(Beginning of Document excerpt)

Saturday, July 25, 2009

New Swine Flu Strain Causes Brain Damage

Written By:
Richard Corey, Hip Hop Maestro of the Steez Conglomerate


Fears that the swine flu would evolve into a more dangerous strain were realized yesterday, according to the World Health Organization (WHO), which has already confirmed several high-profile cases of infection.

The new strain of H1N1, also known as the swine flu, primarily affects brain function. Symptoms include incoherence, delirium, and an inability to distinguish between fantasy and reality. Although the new strain is not considered fatal, those infected mentally degrade to vegetative, dull-witted states. The virus acts quickly and currently there are no vaccines or cures.

According to WHO, the most recent confirmed infections have occurred in Cambridge, Mass. The first incident involved a Sgt. James Crowley who, while suffering from the mentally debilitating symptoms, arrested a man in his own home.

The arrested man turned out to be distinguished Harvard professor Henry Louis Gates, Jr., returning from a research trip in China.

According to the officer, Gates was acting belligerent, but did produce identification proving he was the homeowner. However, it is at this point in the story where health officials agree the mind-dulling symptoms overcame the officer’s ability to think rationally. Instead of leaving the scene, Crowley arrested Gates for “disorderly conduct.”

The charges were, of course, dropped when unaffected police realized the stupidity of arresting a man, while in his own home, for speaking loudly to an officer, which, in and of itself, is not a crime.

On July 22, President Barack Obama held a press conference on health care reform and was questioned about the event. Obama responded by admitting he was “biased” as Gates is his friend, but believed the officers acted “stupidly” for arresting a 58-year-old man who uses a cane for breaking into his own home.

The president was later forced to step back from his statement in response to a backlash he received from newly infected individuals who had crawled their way, no doubt slobbering incoherently, to blogs and telephones to voice their unintelligible protests.

Patient 0

Officials can only surmise when the virus mutated, but the location of the first confirmed case points to Delaware. There a woman exhibiting symptoms disrupted a June 30 town hall meeting held by Rep. Mike Castle (R-Del.).

The woman, who one unaffected witnesses described as a shrieking zombie-eyed harpy, leveled her boney finger and accusations at the President of the United States, Barack Obama.

In what appeared to be a fever-induced hysteria, the woman, disease ravaged and absent her faculties, stated that the president was in fact a citizen of Kenya and that he had made no attempts to prove otherwise.

(End of Document excerpt)
(Beginning of Record excerpts)

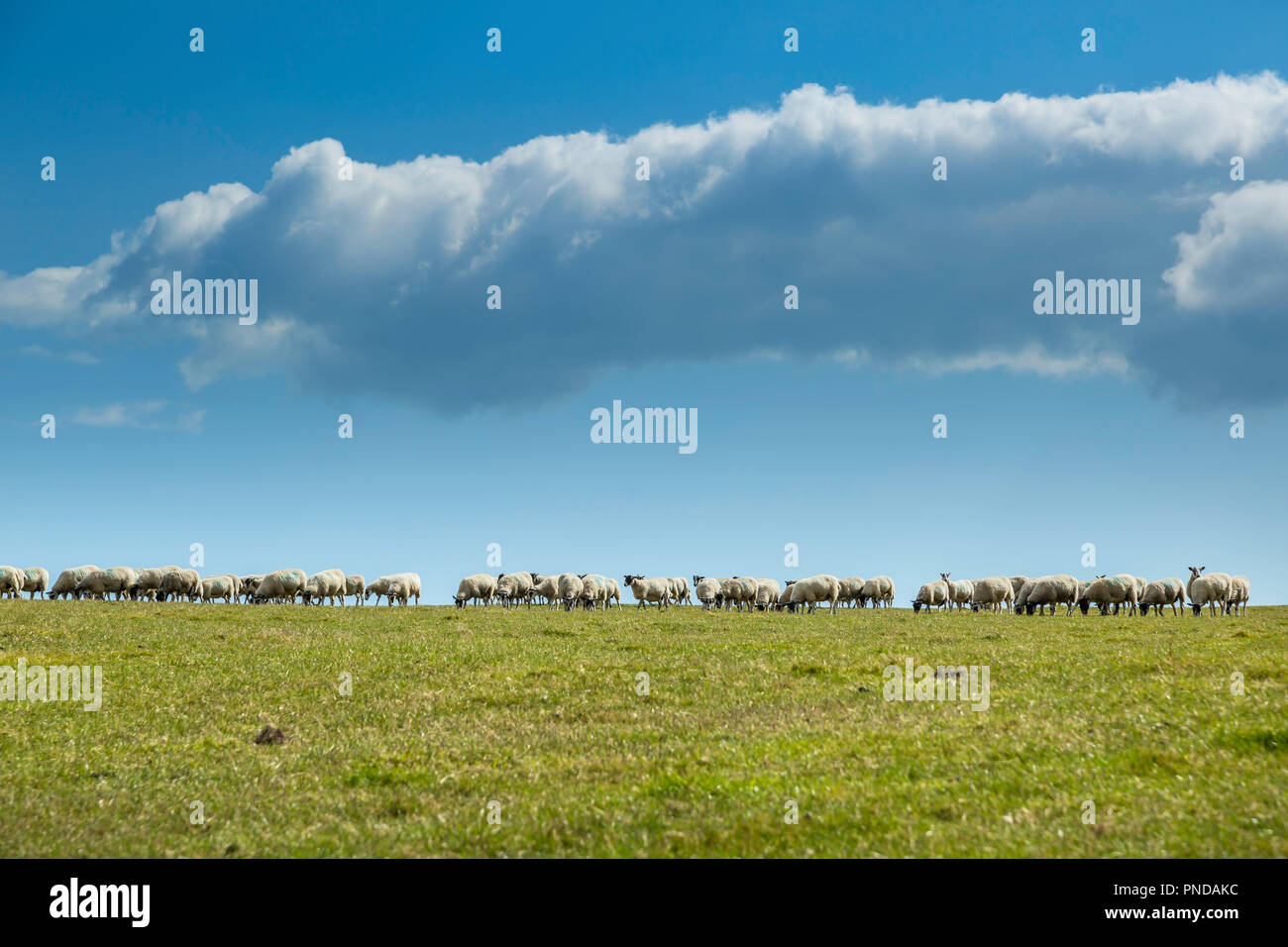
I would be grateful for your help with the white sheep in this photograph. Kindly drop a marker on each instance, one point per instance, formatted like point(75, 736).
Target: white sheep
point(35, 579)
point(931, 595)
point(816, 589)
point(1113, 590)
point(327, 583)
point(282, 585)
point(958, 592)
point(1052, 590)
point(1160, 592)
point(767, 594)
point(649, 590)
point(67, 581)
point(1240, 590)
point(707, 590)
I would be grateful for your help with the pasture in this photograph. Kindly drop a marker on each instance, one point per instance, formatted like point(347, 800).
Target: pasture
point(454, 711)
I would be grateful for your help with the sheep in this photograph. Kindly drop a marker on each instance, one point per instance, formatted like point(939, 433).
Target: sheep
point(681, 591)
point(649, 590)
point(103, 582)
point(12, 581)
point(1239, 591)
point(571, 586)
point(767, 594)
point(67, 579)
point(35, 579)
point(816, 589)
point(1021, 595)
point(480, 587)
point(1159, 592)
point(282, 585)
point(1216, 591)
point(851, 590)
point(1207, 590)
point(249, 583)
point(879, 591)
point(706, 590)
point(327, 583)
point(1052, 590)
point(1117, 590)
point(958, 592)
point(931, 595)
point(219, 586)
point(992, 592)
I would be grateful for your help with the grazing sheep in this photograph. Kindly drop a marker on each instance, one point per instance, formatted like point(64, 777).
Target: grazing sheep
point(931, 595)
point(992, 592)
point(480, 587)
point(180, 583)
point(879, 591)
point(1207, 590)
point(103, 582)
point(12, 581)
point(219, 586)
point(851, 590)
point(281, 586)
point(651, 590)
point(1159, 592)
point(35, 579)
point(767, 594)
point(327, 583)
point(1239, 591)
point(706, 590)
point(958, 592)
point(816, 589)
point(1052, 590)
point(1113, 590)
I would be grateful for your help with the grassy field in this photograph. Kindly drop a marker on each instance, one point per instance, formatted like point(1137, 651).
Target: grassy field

(End of Record excerpts)

Directions: Could you pick up the article about the new swine flu strain that causes brain damage and continue it from its final sentence?

Your response:
Our source, who wishes to remain anonymous because he fears for his life, was shocked to hear such outright and utter wrongness pouring from the mouth of a bipedal creature. But what he saw next left him horrified. Before his eyes, the virus seemed to spread as audience member after member stood up in defense of the raving, frothing lunatic. Each fallow face and hollowed eye, held the unsteady shake of sickness.

“They meant to kill me, so I left,” our source said, before falling to his knees and sobbing openly, “Christ, the children…those poor children.”

The bones of what appeared to be several toddlers were later found at the scene, the flesh picked clean. Local authorities suspect cannibalism.

The Obama Connection

Health officials have noted the link between both high-profile cases is President Obama’s existence as the first black president of the United States.

“Apparently, the existence of a black president has, in the minds of some people, triggered hormonal reactions that mutate H1N1 within the neocortex of the brain,” said Dr. Anthony Lashley, assistant to the associate director of the National Institute of Allergy and Infectious Diseases at the National Institutes of Health.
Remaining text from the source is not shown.